Each line of the data below containing "positive" needs to be listed.

#### Raw data:
BEGIN

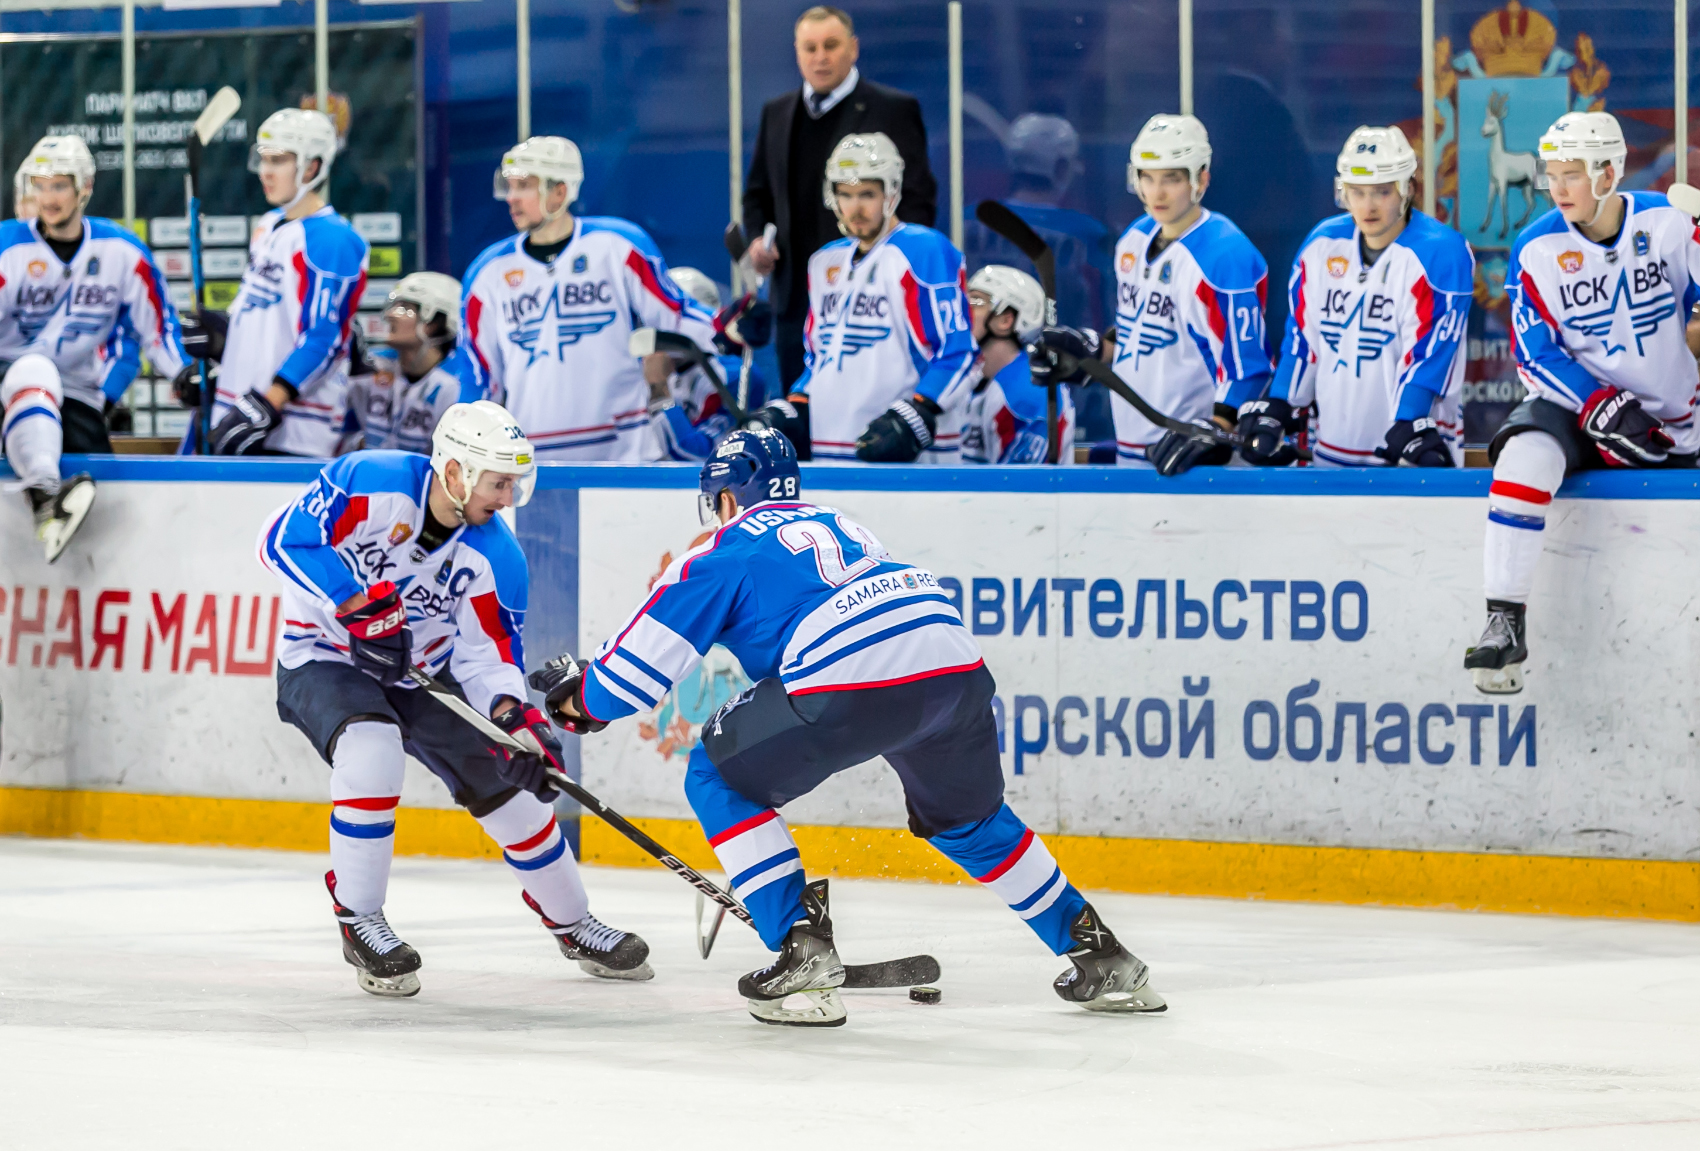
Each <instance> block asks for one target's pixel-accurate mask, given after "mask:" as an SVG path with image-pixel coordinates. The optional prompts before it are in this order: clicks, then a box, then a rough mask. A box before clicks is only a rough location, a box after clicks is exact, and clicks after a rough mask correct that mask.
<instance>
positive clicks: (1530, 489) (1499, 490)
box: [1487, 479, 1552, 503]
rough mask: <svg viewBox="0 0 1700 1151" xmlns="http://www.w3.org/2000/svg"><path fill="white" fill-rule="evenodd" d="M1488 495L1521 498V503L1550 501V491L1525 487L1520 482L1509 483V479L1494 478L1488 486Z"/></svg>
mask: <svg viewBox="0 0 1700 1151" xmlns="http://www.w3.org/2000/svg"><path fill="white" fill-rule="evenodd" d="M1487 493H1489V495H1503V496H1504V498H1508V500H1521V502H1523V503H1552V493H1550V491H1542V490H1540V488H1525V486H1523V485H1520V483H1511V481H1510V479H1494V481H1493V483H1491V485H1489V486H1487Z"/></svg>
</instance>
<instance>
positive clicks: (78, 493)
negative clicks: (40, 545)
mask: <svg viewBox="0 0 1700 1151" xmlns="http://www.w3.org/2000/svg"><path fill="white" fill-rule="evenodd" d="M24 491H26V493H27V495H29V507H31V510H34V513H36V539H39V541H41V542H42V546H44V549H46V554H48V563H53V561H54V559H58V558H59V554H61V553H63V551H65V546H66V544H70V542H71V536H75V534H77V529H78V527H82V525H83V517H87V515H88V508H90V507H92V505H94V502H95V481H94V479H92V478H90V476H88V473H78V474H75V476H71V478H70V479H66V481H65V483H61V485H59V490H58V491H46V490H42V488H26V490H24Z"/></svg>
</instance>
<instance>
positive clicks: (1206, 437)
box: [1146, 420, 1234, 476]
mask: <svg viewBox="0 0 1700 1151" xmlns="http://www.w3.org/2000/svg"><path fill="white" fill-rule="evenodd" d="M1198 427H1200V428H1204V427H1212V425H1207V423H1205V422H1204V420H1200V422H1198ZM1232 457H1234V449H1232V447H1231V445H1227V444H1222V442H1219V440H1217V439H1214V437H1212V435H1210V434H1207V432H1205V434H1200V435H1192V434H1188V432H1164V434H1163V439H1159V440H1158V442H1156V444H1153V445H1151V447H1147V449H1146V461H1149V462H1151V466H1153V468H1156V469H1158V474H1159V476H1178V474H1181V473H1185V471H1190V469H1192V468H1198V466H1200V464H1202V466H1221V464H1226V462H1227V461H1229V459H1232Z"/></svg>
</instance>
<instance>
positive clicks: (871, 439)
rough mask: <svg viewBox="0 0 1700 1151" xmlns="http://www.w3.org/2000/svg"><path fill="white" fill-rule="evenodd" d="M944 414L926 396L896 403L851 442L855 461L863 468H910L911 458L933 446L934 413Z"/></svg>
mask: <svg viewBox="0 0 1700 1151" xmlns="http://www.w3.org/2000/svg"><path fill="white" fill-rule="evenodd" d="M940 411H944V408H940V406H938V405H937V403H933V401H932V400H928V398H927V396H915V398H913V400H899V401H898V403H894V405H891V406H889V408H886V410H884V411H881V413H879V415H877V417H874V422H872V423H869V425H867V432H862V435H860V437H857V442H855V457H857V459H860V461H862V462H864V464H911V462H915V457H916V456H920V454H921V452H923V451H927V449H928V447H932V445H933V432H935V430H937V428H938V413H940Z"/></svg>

END

#### Your response:
positive clicks: (1530, 489) (1499, 490)
positive clicks: (78, 493)
positive clicks: (1206, 437)
positive clicks: (871, 439)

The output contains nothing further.